→ Exercises to complete
1: In the passage on interdigitation, what is the layer of the retina where photoreception occurs called?
2: Give again the part of the passage on interdigitation that opens with the words containing "Interdigitation is the" and closes with "or man-made state.".
3: Proceed with the passage on interdigitation from where it stops.

→ Passage to read
•••
= Interdigitation =

Interdigitation is the interlinking of biological components that resembles the fingers of two hands being locked together. It can be a naturally occurring or man-made state.

==Examples==
Naturally occurring interdigitation includes skull sutures that develop during periods of brain growth, and which remain thin and straight, and later develop complex fractal interdigitations that provide interlocking strength. A layer of the retina where photoreception occurs is called the interdigitation zone. Adhesion or diffusive bonding occurs when sections of polymer chains from one surface interdigitate with those of an adjacent surface. In the dermis, dermal papillae (DP) (singular papilla, diminutive of Latin papula, 'pimple') are small, nipple-like extensions of the dermis into the epidermis, also known as interdigitations. The distal convoluted tubule (DCT), a portion of kidney nephron, can be recognized by several distinct features, including lateral membrane interdigitations with neighboring cells.
•••
Point-per-instance localization data

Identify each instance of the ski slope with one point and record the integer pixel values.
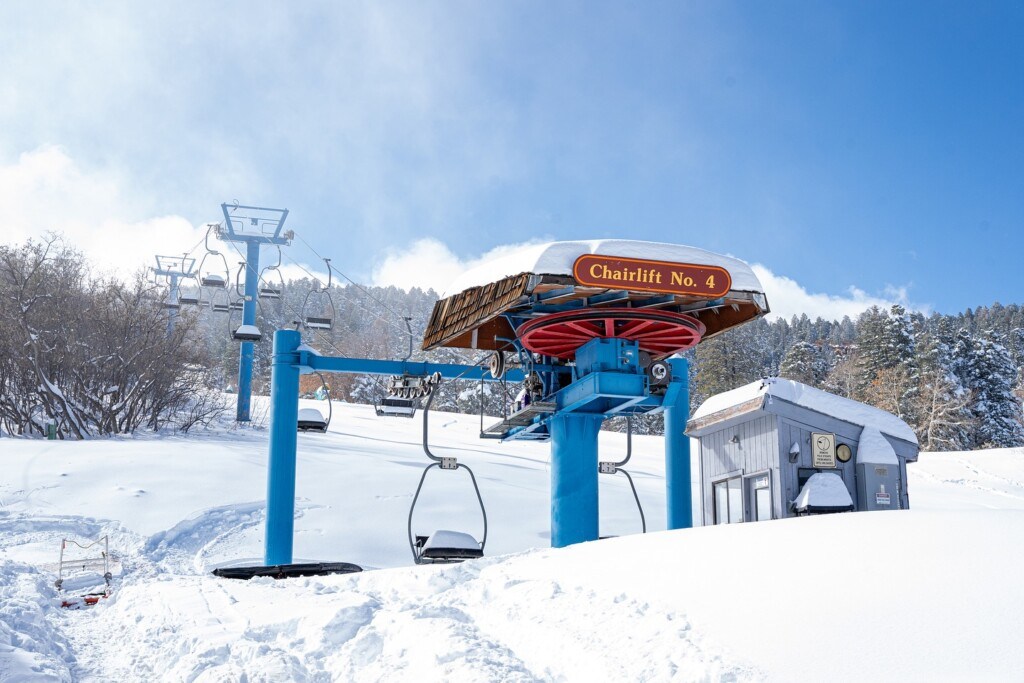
(926, 594)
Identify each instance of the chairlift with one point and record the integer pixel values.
(310, 419)
(213, 280)
(190, 298)
(615, 467)
(172, 303)
(403, 396)
(395, 407)
(322, 296)
(271, 290)
(79, 581)
(444, 546)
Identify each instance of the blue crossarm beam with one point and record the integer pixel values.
(326, 364)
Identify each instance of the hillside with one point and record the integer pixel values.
(927, 594)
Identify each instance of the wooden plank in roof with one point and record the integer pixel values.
(473, 318)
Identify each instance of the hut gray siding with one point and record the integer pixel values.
(756, 451)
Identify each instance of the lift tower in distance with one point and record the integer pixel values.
(254, 226)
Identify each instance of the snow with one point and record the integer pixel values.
(815, 399)
(875, 449)
(734, 602)
(248, 331)
(556, 258)
(310, 415)
(445, 539)
(823, 489)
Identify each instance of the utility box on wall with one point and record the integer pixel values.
(761, 444)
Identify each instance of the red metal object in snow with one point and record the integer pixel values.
(657, 332)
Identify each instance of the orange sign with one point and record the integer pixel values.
(645, 275)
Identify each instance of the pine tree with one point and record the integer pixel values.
(991, 375)
(803, 363)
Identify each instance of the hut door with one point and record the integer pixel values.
(759, 497)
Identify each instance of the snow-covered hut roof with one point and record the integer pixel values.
(824, 492)
(757, 394)
(473, 314)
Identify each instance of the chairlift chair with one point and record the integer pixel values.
(220, 302)
(395, 407)
(242, 332)
(322, 296)
(79, 581)
(213, 280)
(189, 299)
(310, 419)
(443, 546)
(271, 290)
(247, 333)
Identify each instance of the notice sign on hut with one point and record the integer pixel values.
(823, 450)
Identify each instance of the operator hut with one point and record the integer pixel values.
(778, 449)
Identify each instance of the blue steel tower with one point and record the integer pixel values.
(254, 226)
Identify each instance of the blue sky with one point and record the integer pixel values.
(863, 152)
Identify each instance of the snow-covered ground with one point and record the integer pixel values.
(927, 594)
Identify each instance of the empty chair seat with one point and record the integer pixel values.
(445, 546)
(318, 323)
(311, 420)
(392, 407)
(247, 333)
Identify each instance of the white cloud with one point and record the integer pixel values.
(787, 298)
(429, 262)
(45, 190)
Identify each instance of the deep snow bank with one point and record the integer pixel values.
(923, 594)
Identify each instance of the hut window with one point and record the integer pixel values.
(728, 496)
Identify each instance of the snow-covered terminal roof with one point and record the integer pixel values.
(539, 278)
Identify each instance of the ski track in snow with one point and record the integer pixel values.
(472, 622)
(541, 614)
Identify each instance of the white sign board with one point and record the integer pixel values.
(822, 450)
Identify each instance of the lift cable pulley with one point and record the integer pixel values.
(320, 295)
(615, 467)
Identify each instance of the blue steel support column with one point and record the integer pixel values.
(248, 317)
(573, 478)
(172, 313)
(281, 471)
(677, 447)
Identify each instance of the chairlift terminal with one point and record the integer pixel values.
(586, 348)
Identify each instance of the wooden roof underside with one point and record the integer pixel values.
(475, 317)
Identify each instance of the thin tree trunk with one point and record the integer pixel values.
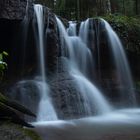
•••
→ Task-by-task results
1: The interdigitation zone.

2:
Interdigitation is the interlinking of biological components that resembles the fingers of two hands being locked together. It can be a naturally occurring or man-made state.

3:
Some hypotheses contend that crown shyness, the interdigitation of canopy branches, leads to "reciprocal pruning" of adjacent trees.

Interdigitation is also found in biological research. Interdigitation fusion is a method of preparing calcium- and phosphate-loaded liposomes. Drugs inserted in the bilayer biomembrane may influence the lateral organization of the lipid membrane, with interdigitation of the membrane to fill volume voids. A similar interdigitation process involves investigating dissipative particle dynamics (DPD) simulations by adding alcohol molecules to the bilayers of double-tail lipids. Pressure-induced interdigitation is used to study hydrostatic pressure of bicellular dispersions containing anionic lipids.